[BEGIN Extracted information]

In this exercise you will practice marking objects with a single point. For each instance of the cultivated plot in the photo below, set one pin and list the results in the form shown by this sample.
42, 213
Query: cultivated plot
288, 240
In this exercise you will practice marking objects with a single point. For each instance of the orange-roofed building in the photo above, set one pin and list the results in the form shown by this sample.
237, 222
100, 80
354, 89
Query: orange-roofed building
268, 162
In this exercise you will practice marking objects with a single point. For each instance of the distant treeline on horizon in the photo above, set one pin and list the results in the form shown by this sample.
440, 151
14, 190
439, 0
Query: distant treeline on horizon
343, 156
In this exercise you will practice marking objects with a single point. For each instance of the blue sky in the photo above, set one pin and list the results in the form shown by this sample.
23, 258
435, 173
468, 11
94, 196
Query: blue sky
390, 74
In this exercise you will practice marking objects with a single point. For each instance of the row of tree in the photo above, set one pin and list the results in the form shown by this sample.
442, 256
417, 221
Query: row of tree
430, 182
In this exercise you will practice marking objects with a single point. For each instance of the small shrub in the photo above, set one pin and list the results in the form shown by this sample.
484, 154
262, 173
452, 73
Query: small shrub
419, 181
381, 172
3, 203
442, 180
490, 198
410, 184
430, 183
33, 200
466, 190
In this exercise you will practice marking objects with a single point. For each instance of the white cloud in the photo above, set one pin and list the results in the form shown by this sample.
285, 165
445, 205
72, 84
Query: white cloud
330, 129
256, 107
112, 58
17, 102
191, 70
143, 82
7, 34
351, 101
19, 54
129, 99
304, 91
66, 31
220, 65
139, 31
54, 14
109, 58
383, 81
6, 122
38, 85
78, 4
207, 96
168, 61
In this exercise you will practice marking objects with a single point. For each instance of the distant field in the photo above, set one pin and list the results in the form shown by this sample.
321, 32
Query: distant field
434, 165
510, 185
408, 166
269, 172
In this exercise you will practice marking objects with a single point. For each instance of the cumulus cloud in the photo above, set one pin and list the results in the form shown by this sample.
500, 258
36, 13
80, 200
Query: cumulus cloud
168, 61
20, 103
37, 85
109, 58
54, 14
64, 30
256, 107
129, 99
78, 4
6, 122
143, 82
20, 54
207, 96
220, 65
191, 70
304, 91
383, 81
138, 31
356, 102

[END Extracted information]

Do this: Extract each of the entries above and reproduce all of their lines word for word, changing nothing.

Result for this exercise:
In this exercise you will practice marking objects with a single point. For each instance of the cultivated plot in the photo below, set one pin and list the results in the form shown by this sample.
42, 213
Query: cultivated plot
288, 240
In this exercise you will practice marking objects with a single point. For each instance of the orange-roofed building in the photo above, set one pin and list the results in the form shown by this sample.
237, 222
100, 80
354, 89
Query: orange-roofed building
268, 162
In this exercise you will practice marking objects with a single point. For each instance of the distant treeline on horizon in the photo above, set one pin and list the results in the form shown by this sample.
440, 151
14, 190
439, 0
Query: distant treeline on horizon
343, 156
In this exercise you will practice marking objects with a single point. For each instance of the blue sky in the photo above, set one pin and list the results in the form shown by this sample.
23, 258
435, 173
468, 11
94, 196
Query: blue sky
390, 74
In this exercise you will practice marking objects with a single point. For each instance of the row of tree in the photo above, set one pin and list the results in the form shown by this sample.
442, 256
417, 221
Query: row of tree
430, 182
In this exercise you will practice marking objects with a single point. For each instance of the small shrub in the photo above, set one pin and list the results in the form shown by this sample.
484, 154
262, 173
452, 73
Query: small shrub
419, 181
381, 172
3, 203
442, 180
490, 198
410, 184
430, 183
33, 200
466, 190
In this exercise you will practice marking objects with a single point. For each instance of the white cloud in the photo above, set one pin and list the results in the form shown by this sample.
285, 165
445, 205
72, 84
Query: white cloud
330, 129
256, 107
112, 58
17, 102
191, 70
143, 82
7, 34
351, 101
19, 54
129, 99
304, 91
66, 31
220, 65
139, 31
54, 14
109, 58
383, 81
6, 122
38, 85
78, 4
207, 96
168, 61
In this exercise you will practice marking objects with a single point. For each instance of the distant field in the photo above, set one pin and list the results in the form shown by this sample.
321, 32
Query: distant field
434, 165
510, 185
408, 166
269, 172
In this exercise you will practice marking objects with a single point. For each instance of the cumulus cloud in the photo above, set one pin and list the results in the form shown by this sample.
500, 258
36, 13
80, 200
Query: cumulus cloud
168, 61
20, 103
37, 85
109, 58
54, 14
64, 30
256, 107
129, 99
78, 4
6, 122
143, 82
20, 54
207, 96
220, 65
191, 70
304, 91
383, 81
138, 31
356, 102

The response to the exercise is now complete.